* Set exercise a *
Gather each line of the records below that contains the word "wing", matching case.

* Reading passage *
◆ ◆ ◆ ◆ ◆

Soundtrack album by Vishal Bhardwaj
- Released: 3 April 1998
- Recorded: 1997–1998
- Genre: Feature film soundtrack
- Length: 27:59
- Language: Hindi
- Label: Venus Worldwide Entertainment
- Producer: Vishal Bhardwaj

Vishal Bhardwaj chronology
| Chachi 420 (1997) | Satya: The Original Motion Picture Soundtrack (1998) | Daya (1998) |

= Satya (soundtrack) =

Soundtrack album by Vishal Bhardwaj and film score by Sandeep Chowta

Satya: The Original Motion Picture Soundtrack is the soundtrack accompanying the 1998 film Satya directed and produced by Ram Gopal Varma and stars J. D. Chakravarthy, Urmila Matondkar and Manoj Bajpayee, alongside Saurabh Shukla, Aditya Shrivastava and Paresh Rawal. The soundtrack featured six songs composed by Vishal Bhardwaj and written by Gulzar and released on 3 April 1998 under the Venus Worldwide Entertainment label. Satya: The Sound, the second album featuring the original score composed by Sandeep Chowta was released on 13 November 1998 to acclaim and being considered as one of the finest film scores.

◆ ◆ ◆ ◆ ◆

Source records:
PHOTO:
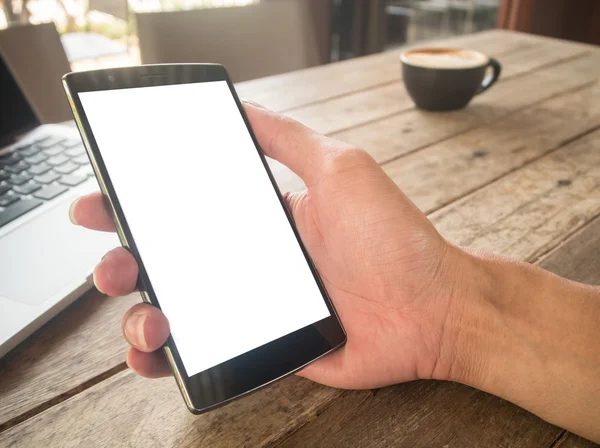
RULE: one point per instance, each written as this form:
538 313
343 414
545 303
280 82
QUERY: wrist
526 335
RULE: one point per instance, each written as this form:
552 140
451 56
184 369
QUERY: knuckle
348 159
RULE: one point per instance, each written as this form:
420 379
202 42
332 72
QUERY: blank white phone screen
218 248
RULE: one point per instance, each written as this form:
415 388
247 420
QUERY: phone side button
178 378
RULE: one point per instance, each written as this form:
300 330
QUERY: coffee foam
444 59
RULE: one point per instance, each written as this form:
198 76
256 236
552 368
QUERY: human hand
389 273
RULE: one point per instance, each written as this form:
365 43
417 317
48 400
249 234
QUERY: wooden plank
442 173
369 105
49 377
491 217
569 440
423 414
127 410
443 414
530 211
82 342
296 89
579 257
36 368
395 136
480 154
116 350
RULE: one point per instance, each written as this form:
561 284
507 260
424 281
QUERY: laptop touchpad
48 254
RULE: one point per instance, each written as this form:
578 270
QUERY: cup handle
490 80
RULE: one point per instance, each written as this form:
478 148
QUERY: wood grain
82 342
450 415
488 218
569 440
442 173
369 105
424 414
296 89
97 346
395 136
530 211
511 214
128 410
389 138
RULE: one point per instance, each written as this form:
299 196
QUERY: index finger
90 211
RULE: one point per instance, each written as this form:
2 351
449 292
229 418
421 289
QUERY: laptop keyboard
38 172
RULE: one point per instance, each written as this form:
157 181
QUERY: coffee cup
443 79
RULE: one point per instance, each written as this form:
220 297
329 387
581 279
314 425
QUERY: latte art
445 59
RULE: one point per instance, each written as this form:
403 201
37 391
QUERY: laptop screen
15 113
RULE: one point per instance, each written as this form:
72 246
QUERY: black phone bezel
252 370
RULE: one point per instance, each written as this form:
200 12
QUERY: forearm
530 337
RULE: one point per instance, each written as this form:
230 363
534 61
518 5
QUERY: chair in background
35 55
250 41
565 19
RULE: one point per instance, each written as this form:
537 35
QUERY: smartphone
194 201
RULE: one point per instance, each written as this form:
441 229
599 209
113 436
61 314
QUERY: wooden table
517 173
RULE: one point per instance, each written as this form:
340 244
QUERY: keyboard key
17 167
26 188
66 168
71 143
50 192
37 158
19 179
72 179
17 209
49 142
40 168
29 150
57 160
8 199
10 159
75 151
47 178
81 160
42 138
54 150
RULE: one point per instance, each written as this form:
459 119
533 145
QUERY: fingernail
94 274
72 212
252 103
134 330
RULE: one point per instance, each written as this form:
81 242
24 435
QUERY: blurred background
106 33
257 38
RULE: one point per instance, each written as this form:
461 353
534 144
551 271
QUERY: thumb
301 149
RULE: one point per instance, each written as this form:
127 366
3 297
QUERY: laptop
45 261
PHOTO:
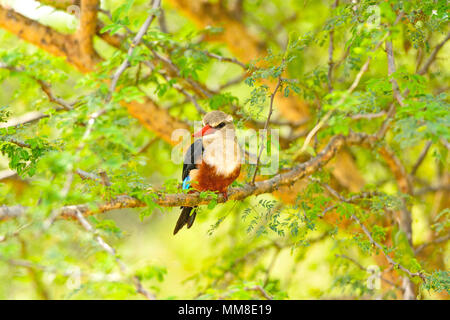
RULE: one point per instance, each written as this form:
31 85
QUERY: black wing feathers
191 158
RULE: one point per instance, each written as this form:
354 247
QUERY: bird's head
216 124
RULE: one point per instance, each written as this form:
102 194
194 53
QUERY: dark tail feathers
185 218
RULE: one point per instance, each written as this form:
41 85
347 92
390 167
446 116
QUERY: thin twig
266 125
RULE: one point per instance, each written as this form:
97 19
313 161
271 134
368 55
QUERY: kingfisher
212 162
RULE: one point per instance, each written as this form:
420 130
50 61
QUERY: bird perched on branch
212 162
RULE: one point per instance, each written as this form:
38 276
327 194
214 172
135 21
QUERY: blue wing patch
186 183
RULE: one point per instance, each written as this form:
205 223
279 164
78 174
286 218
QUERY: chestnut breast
208 179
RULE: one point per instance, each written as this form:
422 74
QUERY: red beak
204 131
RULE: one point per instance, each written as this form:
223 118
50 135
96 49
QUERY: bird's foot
225 195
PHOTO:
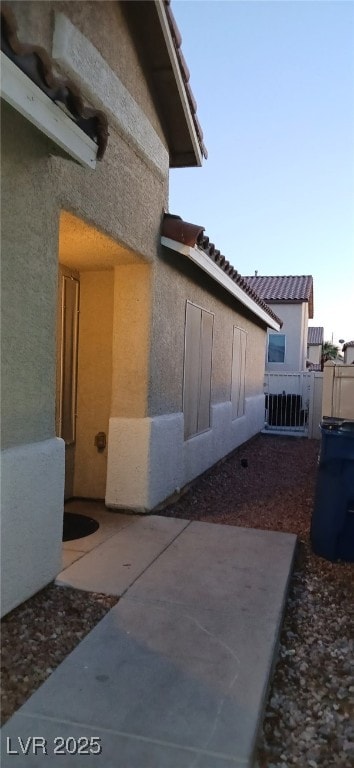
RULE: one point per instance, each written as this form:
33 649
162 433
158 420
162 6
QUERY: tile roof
175 228
35 62
315 335
283 288
177 42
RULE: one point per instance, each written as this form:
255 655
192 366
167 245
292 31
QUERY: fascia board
29 100
217 274
179 80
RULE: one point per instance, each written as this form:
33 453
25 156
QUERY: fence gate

◆ ◆ ◆ ◆ ◆

* Set exercise b *
Quote the part of the Satya soundtrack text above that opens with the words containing "Vishal Bhardwaj chronology" and closes with "finest film scores.".

* Solution a *
QUERY: black wing feathers
QUERY: blue wing patch

* Solution b *
Vishal Bhardwaj chronology
| Chachi 420 (1997) | Satya: The Original Motion Picture Soundtrack (1998) | Daya (1998) |

= Satya (soundtrack) =

Soundtrack album by Vishal Bhardwaj and film score by Sandeep Chowta

Satya: The Original Motion Picture Soundtrack is the soundtrack accompanying the 1998 film Satya directed and produced by Ram Gopal Varma and stars J. D. Chakravarthy, Urmila Matondkar and Manoj Bajpayee, alongside Saurabh Shukla, Aditya Shrivastava and Paresh Rawal. The soundtrack featured six songs composed by Vishal Bhardwaj and written by Gulzar and released on 3 April 1998 under the Venus Worldwide Entertainment label. Satya: The Sound, the second album featuring the original score composed by Sandeep Chowta was released on 13 November 1998 to acclaim and being considered as one of the finest film scores.